* Task 1: Rewrite the records from the line with "Where can you find the yellow-green" to the line with "<point>455,220</point>", requests included, and give only those lines. Multiply each point coordinate in the answers by 1.85 and round it to a whole number, with halves rounded up, while leaving the requests and their format samples unchanged.

____ Text passage

Caravanserai
Human Rights

Migrants in Russia lose outspoken defender amid increasing lawlessness

By Kanat Altynbayev

Valentina Chupik, an Uzbek-born activist who provides legal support to Central Asian migrant workers in Russia, earlier this month flew to Armenia after a harrowing detention by Russian authorities. [USAID]

Valentina Chupik, an Uzbek-born activist who provides legal support to Central Asian migrant workers in Russia, earlier this month flew to Armenia after a harrowing detention by Russian authorities. [USAID]

ALMATY -- Central Asian migrant workers in Russia have lost their most outspoken and committed defender.

Valentina Chupik, an Uzbek-born activist who provides legal support to Central Asian migrant workers in Russia, earlier this month flew to Armenia after a harrowing detention by Russian authorities.

Although still committed to the rights of migrant workers, Chupik undoubtably will lose effectiveness because she now has to live abroad.

Russia's Federal Security Service (FSB) on September 25 detained Chupik at Sheremetyevo Airport in Moscow, where she had arrived after a trip to Armenia.

Migrants wearing protective facemasks queue to renew work and residence permits in Russia at a migration centre in St. Petersburg on April 3, 2020. [Olga Maltseva/AFP]

Migrants wearing protective facemasks queue to renew work and residence permits in Russia at a migration centre in St. Petersburg on April 3, 2020. [Olga Maltseva/AFP]

Security officials seized her documents, held her at the airport, stripped her of her refugee status and banned her from entering Russia until 2051.

________
____ Raw records

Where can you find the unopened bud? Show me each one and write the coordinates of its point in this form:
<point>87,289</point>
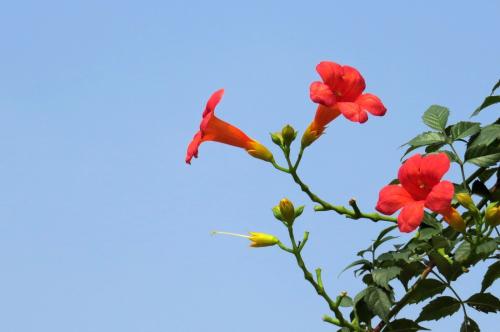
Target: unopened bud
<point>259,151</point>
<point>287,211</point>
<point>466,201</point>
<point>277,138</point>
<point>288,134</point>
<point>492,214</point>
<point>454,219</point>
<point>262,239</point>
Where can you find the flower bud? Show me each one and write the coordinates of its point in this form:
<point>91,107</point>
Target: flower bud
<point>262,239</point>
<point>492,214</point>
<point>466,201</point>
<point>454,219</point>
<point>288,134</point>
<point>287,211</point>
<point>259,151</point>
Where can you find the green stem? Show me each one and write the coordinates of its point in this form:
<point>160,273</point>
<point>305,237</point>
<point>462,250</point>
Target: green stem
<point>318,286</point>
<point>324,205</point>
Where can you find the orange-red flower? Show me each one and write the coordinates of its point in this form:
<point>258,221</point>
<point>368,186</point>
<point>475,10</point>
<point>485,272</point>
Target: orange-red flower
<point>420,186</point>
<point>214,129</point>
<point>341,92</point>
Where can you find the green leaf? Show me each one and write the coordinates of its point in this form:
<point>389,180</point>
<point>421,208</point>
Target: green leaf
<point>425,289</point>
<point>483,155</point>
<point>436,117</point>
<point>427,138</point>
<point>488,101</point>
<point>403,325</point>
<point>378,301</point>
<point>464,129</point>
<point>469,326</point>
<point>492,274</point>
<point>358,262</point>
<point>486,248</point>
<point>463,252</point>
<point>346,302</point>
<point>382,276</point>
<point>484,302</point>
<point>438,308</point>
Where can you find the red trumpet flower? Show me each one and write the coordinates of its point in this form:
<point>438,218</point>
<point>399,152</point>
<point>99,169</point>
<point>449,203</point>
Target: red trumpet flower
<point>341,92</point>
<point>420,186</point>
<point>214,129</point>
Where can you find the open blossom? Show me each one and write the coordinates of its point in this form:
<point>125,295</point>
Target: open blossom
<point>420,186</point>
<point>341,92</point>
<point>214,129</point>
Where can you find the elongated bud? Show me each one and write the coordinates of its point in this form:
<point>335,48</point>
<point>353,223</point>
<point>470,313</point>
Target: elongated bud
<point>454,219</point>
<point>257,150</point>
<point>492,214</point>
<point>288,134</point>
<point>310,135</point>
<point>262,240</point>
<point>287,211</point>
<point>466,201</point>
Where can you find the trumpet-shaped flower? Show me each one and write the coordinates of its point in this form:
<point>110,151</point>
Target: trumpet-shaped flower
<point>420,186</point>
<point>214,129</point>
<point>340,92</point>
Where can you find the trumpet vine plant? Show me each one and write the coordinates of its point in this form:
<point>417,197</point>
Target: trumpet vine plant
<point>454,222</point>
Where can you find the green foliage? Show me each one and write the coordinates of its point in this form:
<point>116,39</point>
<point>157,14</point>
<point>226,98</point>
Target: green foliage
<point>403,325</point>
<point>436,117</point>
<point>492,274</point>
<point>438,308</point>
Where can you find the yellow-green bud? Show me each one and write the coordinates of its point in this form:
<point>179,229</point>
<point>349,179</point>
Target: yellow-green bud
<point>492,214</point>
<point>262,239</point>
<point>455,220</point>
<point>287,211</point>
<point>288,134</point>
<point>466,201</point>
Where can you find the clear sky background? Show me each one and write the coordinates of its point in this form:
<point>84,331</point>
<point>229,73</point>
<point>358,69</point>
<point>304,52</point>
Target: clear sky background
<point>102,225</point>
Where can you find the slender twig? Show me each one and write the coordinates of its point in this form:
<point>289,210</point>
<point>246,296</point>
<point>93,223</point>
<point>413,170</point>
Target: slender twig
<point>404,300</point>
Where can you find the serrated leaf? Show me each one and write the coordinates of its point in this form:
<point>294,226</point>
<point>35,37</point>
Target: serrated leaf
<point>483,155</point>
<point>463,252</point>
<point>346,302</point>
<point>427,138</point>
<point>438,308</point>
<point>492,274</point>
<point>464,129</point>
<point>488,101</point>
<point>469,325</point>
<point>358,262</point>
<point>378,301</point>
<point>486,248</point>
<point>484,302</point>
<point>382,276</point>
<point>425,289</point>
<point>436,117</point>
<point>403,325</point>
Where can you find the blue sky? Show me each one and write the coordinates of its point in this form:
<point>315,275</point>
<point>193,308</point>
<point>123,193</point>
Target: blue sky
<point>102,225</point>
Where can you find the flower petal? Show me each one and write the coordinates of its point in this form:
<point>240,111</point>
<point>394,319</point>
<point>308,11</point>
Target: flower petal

________

* Task 2: Continue the article about activist Valentina Chupik and Central Asian migrant workers in Russia, starting after its last sentence.

* Exercise answer 1:
Where can you find the yellow-green bud? Show me each one and write the coordinates of its point in this form:
<point>179,229</point>
<point>349,179</point>
Target: yellow-green bud
<point>910,396</point>
<point>485,442</point>
<point>842,407</point>

* Exercise answer 2:
Russian authorities accused Chupik of "submission of false information or forged documents for obtaining refugee status" -- a charge activists and journalists say was drummed up.

During her detention, she was threatened with deportation to Uzbekistan, where she feared imprisonment or worse. She fled to Russia after the Andijan massacre in 2005.

On October 2, the standoff ended when Uzbekistan unexpectedly issued her a new passport, enabling her to fly back to safety in Armenia.

She has not disclosed her long-term plans.

Formerly a refugee

Chupik, chairwoman of the NGO Utro Mira (Sunrise of the World) and 15-year resident of Moscow, received refugee status in Russia in 2009.

Russian authorities had planned to deport Chupik to Uzbekistan until the European Court of Human Rights and a number of international rights organisations intervened.

During her time in Moscow, Chupik provided legal support to migrant workers from Central Asia, whose rights are violated every day in Russia by police or employers. She also conducted trainings to improve their legal literacy.

All of this assistance was free.

Chupik also denounced lawlessness, corruption in the government and the systematic violation of migrant workers' rights, speaking frankly about chauvinism and racism in Russian law enforcement agencies and Russian society in general.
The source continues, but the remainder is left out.